What you are asked to do: Please find each line in the listing below that contains the string "tree" and copy those lines out in full. Matching is case-sensitive.

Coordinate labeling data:
- - -

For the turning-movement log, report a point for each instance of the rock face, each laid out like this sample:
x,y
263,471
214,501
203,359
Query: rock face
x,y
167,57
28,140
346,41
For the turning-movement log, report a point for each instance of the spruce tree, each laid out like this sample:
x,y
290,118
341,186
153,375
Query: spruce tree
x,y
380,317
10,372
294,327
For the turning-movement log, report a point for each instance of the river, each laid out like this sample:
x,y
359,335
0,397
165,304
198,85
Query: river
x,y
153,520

- - -

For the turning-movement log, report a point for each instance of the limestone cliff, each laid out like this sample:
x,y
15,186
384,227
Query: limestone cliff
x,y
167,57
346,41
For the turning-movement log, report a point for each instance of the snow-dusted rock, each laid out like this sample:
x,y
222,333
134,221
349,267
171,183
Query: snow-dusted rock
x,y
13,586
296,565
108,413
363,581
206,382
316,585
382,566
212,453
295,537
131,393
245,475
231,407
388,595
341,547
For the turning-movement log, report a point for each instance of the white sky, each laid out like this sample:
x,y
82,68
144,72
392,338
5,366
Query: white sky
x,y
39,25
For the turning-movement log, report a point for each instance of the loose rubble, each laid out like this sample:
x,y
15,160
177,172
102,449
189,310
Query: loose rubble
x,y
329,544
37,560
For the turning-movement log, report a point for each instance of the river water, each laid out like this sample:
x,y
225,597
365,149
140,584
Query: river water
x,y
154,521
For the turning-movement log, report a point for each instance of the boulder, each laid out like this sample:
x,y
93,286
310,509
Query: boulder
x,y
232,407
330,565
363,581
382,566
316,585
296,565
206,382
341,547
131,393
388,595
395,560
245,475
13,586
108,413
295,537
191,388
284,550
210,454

- - -

Response to the exercise:
For the turning-movement log, report a point for each instance of the spruce tree, each laid out like this sample:
Query: spruce tree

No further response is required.